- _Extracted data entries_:
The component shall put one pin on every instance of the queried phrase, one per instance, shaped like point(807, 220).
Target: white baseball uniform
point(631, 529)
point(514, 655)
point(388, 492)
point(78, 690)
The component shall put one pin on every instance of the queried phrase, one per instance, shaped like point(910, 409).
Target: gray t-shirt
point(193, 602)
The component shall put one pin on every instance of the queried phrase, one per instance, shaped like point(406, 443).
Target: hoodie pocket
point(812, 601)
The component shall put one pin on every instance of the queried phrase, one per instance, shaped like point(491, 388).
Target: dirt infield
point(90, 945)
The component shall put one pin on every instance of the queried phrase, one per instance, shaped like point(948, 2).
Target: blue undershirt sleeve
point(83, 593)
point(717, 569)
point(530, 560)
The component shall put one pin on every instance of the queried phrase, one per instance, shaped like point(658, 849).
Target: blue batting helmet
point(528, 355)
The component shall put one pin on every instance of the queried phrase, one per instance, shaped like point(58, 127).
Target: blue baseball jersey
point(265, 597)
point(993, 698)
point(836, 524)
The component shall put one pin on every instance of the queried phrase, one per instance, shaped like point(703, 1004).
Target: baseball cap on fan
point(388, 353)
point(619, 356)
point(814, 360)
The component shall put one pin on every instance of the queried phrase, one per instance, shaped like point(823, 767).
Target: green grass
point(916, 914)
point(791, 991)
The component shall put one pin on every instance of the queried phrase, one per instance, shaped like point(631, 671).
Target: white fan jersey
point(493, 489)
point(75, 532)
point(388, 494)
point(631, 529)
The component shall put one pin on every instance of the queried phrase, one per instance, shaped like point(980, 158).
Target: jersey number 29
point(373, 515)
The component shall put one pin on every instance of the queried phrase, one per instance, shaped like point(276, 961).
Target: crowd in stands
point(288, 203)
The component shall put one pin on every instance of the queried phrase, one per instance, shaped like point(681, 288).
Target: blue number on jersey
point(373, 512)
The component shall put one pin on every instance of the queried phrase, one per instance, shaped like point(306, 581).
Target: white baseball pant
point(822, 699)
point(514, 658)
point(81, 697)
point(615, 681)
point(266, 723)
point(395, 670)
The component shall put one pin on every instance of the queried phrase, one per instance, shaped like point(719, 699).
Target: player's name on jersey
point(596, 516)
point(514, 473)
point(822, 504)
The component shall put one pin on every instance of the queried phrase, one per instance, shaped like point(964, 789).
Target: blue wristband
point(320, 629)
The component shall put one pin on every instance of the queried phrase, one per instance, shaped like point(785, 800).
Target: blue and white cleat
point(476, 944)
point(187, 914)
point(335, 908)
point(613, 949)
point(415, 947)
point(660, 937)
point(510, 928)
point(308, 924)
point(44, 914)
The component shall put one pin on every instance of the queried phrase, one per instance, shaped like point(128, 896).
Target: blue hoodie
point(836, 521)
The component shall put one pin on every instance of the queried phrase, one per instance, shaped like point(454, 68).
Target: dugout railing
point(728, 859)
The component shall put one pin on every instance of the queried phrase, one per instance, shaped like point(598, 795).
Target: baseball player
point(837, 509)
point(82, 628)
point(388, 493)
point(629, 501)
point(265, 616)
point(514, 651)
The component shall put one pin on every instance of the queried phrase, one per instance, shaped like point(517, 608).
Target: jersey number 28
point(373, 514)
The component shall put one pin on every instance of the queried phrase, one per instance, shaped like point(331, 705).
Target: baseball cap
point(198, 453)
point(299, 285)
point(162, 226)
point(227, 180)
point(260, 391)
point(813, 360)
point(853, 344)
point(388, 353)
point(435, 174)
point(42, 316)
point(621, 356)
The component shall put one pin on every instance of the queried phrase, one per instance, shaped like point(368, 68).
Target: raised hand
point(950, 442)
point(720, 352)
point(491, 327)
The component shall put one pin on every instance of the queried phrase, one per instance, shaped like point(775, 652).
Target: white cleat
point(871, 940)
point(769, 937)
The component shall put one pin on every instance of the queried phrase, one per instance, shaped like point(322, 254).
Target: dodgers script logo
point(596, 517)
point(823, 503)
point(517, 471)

- _Required task_: Rewrite all of the data above, changing "queried phrase" to "search phrase" and leaving everything else unchanged.

- _Solution below_:
The component shall put one pin on every instance of the search phrase, one per instance, shaped like point(807, 220).
Target: white baseball uniform
point(631, 529)
point(514, 655)
point(388, 492)
point(78, 690)
The component shall put one pin on every instance of the search phrase, one per instance, shaped like point(910, 409).
Target: gray t-shirt
point(193, 602)
The component shall put one pin on every instance of the search phrase, one per instance, shaped like point(406, 443).
Target: hoodie pocket
point(812, 601)
The component shall put one pin on every instance of the search phrase, one per instance, shaped like point(491, 388).
Target: dirt infield
point(90, 945)
The component shall put one pin on every instance of the search phrase, one per instance, shaped like point(948, 2).
Target: blue undershirt sleeve
point(83, 593)
point(717, 569)
point(530, 560)
The component shall put one pin on every instance of the search phrase, one per instance, shaped like point(658, 849).
Target: blue batting helmet
point(528, 355)
The component shall put one pin on every instance of the search phrase, one per instance, shaped like point(58, 127).
Target: blue baseball jersey
point(265, 597)
point(993, 698)
point(836, 524)
The component shall put one pin on every instance of the search phrase, one per instance, shaped like point(703, 1004).
Target: baseball cap on fan
point(388, 353)
point(619, 356)
point(814, 360)
The component shall put one pin on every instance of the search phrase, one per instance, shaped like point(823, 767).
Target: green grass
point(916, 914)
point(791, 991)
The component shall put one pin on every instance of the search phrase, one per instance, shaped like point(631, 671).
Target: white fan jersey
point(493, 489)
point(75, 532)
point(388, 494)
point(631, 529)
The component shall put one pin on every instance of the search phrase, one per instance, shaped like point(980, 158).
Target: jersey number 29
point(373, 515)
The component shall put one pin on every instance of the search phrase, one per instance, shaped like point(276, 961).
Target: crowd in stands
point(288, 203)
The component shall put one pin on every instance of the search phrase, one per instance, shaped like point(681, 288).
Target: blue number on jersey
point(373, 512)
The component shall put one pin on every instance of the search phrase, one per instance, shaped like point(306, 581).
Target: white baseball pant
point(822, 699)
point(514, 658)
point(81, 697)
point(615, 681)
point(266, 723)
point(395, 670)
The component shall put one pin on every instance of the search phrase, one per instance, shaped like point(719, 699).
Target: player's name on jersey
point(596, 516)
point(514, 473)
point(822, 504)
The component shall put one pin on every instance of the search phrase, one per instance, shaped like point(964, 789).
Target: blue wristband
point(320, 629)
The component shall put one pin on every instance of the search phrase, one per instance, shaped like point(785, 800).
Target: blue and white cleat
point(476, 944)
point(187, 914)
point(335, 908)
point(613, 949)
point(415, 947)
point(660, 937)
point(510, 928)
point(308, 924)
point(44, 914)
The component shall put one pin on every instance of the search phrase, one per instance, shaped like point(128, 896).
Target: blue hoodie
point(836, 521)
The component shall put one pin on every instance of the search phrase, one per instance, shaped like point(454, 68).
Target: dugout railing
point(728, 859)
The component shall put one pin on every instance of the search phrase, one per instance, shaped like point(598, 795).
Target: baseball player
point(837, 509)
point(82, 628)
point(388, 493)
point(629, 501)
point(265, 616)
point(514, 651)
The component shall put one pin on every instance of the search phrase, one per instance, shaped like point(517, 608).
Target: jersey number 28
point(373, 514)
The component shall put one pin on every instance of the search phrase, one per instance, shaped like point(331, 705).
Target: baseball cap
point(198, 453)
point(299, 285)
point(162, 226)
point(227, 180)
point(260, 391)
point(813, 360)
point(853, 344)
point(388, 353)
point(435, 174)
point(42, 316)
point(621, 356)
The component shall put one pin on every instance of the search phrase, one per instance, shaped like point(368, 68).
Target: raised hand
point(950, 442)
point(720, 352)
point(491, 327)
The component shall put one pin on every instance of the search phrase, one per instance, shaped like point(775, 652).
Target: white cleat
point(871, 940)
point(769, 937)
The component shall put one pin on every instance of the search phrase, one per instance, shaped like point(322, 254).
Target: dodgers script logo
point(596, 517)
point(823, 503)
point(517, 471)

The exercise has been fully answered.